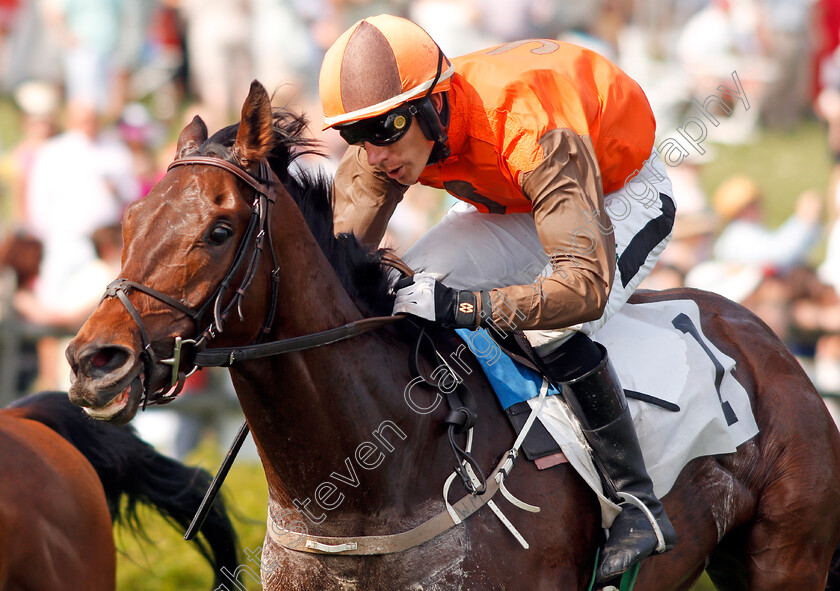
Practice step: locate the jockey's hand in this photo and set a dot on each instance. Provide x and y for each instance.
(426, 297)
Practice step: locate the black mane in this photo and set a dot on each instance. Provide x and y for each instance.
(358, 267)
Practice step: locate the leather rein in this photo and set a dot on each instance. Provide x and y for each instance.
(257, 238)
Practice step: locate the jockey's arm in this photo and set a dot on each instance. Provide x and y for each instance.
(364, 199)
(575, 231)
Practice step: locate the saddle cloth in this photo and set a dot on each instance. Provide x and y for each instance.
(659, 350)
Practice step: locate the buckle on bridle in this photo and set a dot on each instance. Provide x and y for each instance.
(175, 360)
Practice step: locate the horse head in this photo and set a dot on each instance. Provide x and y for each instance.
(191, 256)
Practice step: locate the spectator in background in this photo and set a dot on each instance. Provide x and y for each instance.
(81, 180)
(754, 265)
(64, 316)
(218, 38)
(89, 32)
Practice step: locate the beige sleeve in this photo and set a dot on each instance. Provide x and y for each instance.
(363, 199)
(565, 189)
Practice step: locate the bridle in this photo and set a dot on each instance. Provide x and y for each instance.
(256, 239)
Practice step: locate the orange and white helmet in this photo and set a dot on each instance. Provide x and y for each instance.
(378, 64)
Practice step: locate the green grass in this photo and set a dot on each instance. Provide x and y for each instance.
(164, 561)
(782, 163)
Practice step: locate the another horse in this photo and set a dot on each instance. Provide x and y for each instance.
(66, 477)
(347, 454)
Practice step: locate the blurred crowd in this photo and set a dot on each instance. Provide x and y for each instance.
(97, 91)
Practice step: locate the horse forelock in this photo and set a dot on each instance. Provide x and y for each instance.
(358, 267)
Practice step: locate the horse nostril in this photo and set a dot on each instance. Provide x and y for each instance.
(101, 358)
(107, 359)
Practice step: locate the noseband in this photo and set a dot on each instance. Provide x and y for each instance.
(257, 234)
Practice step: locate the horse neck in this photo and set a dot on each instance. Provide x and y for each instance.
(312, 412)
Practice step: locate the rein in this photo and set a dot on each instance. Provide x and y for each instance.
(257, 236)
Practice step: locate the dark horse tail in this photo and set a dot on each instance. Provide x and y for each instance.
(131, 468)
(833, 583)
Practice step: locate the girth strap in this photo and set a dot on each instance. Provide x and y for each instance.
(227, 356)
(390, 543)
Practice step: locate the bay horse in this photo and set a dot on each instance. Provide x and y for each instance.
(67, 479)
(345, 455)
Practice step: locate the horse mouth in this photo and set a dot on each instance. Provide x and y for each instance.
(122, 408)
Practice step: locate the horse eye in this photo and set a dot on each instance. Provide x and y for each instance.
(219, 234)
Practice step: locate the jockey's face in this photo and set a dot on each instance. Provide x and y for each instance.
(403, 160)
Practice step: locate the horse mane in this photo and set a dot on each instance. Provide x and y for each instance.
(357, 266)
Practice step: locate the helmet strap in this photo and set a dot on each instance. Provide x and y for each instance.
(433, 123)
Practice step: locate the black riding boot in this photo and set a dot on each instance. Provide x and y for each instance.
(597, 399)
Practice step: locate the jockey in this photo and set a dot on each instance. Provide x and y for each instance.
(566, 208)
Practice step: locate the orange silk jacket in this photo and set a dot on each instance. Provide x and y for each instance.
(535, 126)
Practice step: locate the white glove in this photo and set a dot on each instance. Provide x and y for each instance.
(417, 299)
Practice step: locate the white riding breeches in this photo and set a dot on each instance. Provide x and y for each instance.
(472, 250)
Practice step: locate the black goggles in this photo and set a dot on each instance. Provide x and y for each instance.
(382, 130)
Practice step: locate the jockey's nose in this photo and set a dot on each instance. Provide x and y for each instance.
(376, 154)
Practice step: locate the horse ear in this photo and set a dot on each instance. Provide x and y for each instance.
(255, 136)
(191, 138)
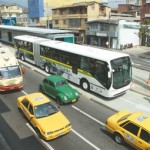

_ _ _ _ _

Aim of the task:
Reproduce the whole listing above word for word, leaving the pictures out.

Solution to this task:
Practice step: locate the jockey's hand in this photo and set a dot on each instance. Provide x and y for each instance.
(426, 297)
Practice step: locate the black mane in this photo and set a dot on each instance. Provide x and y for each instance.
(358, 267)
Practice step: locate the leather rein in this photo and set a dot on each instance. Provide x and y for each instance.
(257, 238)
Practice step: locate the jockey's arm in this photo and set a dot on each instance. Provide x and y for each instance.
(364, 199)
(575, 231)
Practice step: locate the saddle cloth in this photo and set a dot on each instance. Provide x and y for each instance.
(659, 350)
Practice step: locate the buckle on bridle in this photo and set a dot on each instance. Provide x and y for each instance.
(175, 360)
Practice step: locate the horse head in this photo and set a dot on each instance. Provide x and y for each instance.
(191, 256)
Practice step: locate the spectator in background in this photo and set a dot on each instance. Provide x and y for each instance.
(81, 180)
(754, 265)
(64, 316)
(218, 38)
(89, 32)
Practice step: locate the beige sleeve in this photo and set a dot on each instance. Provide x and y for each instance.
(363, 199)
(565, 189)
Practice step: locate the bridle in this photo and set a dot on each instance. Provide x and y for each instance.
(256, 239)
Practice step: locate the orange and white helmet in this photo and set a dot on each instance. Provide x and y for each instance.
(378, 64)
Practice step: locate the green grass in this photo and set a dot on each instance. Provide x and y for each instance.
(164, 561)
(782, 163)
Practice step: locate the another horse in this photo and set a dot on each instance. Provide x and y for each instance.
(66, 477)
(347, 454)
Practice step: locate the blurred crowd in this photo and set a dot on each instance. Provide x and y for each instance.
(97, 91)
Practice step: locate the horse forelock in this photo and set a dot on each instance. Provide x and y for each instance.
(358, 267)
Practice step: locate the horse nostril in this photo and set a dot on each instance. Provide x and y for each instance.
(101, 358)
(107, 359)
Practice step: locate the noseband in this photo and set a dot on each instance. Provide x and y for each instance.
(257, 234)
Practice step: locate the horse neck in this photo and set a dot on each instance. Provide x and y for each instance.
(312, 412)
Practice step: locate the rein in this photo and set a dot on each instance. Provide x and y for each instance.
(257, 236)
Practice step: locate the dark horse tail in this photo and set a dot on each instance. Provide x and y for each instance.
(131, 468)
(833, 583)
Practice step: locate the girth strap in this photo and set a dot on each instance. Provide x and y for each instance.
(227, 356)
(390, 543)
Practice step: locate the bay horse in this photo and set a dot on each instance. Provide x and y for each instance.
(67, 479)
(345, 455)
Practice step: locate the horse mouth in this photo and set a dot on each instance. Provide x and y for each instance.
(122, 408)
Practice step: locate the horse eye in this photo and set a dot on each instance. Provide x and y for each instance.
(219, 234)
Practice step: locate the jockey's face in this photo and set a dot on each instance. Provide x and y for each instance.
(403, 160)
Practice step: locate the horse mane in this photo and set a dot on each instance. Provide x and y for each instance.
(357, 266)
Practice step: locate the helmet strap in this photo and set a dot on each instance. Provide x and y for each instance.
(433, 123)
Practice step: locate the black riding boot in this photo and set a dot on each instance. Provide x and y for each instance.
(597, 399)
Practice step: locate the jockey in this photo and set a dot on each instance. Provide x and y for each instance.
(566, 208)
Practice step: locate the orange silk jacket in this photo and set a dot on each instance. Provide x and y for each instance.
(535, 126)
Practice step: locate the white glove in this photo and set a dot on each instance. Provide x and y for each instance.
(417, 299)
Practice step: locate the white riding breeches in this photo and set a dot on each instance. Provide x and y for each instance.
(472, 250)
Practice step: locate the black goggles in this photo and set a dot on each instance. Provide x and y for each instance.
(382, 130)
Practice step: locate the jockey's nose in this photo and set a dot on each instance. Provide x and y for each instance.
(376, 154)
Practice step: locate the horse ear in this photo and set a dot on each instance. Provide x and y for each instance.
(255, 136)
(191, 138)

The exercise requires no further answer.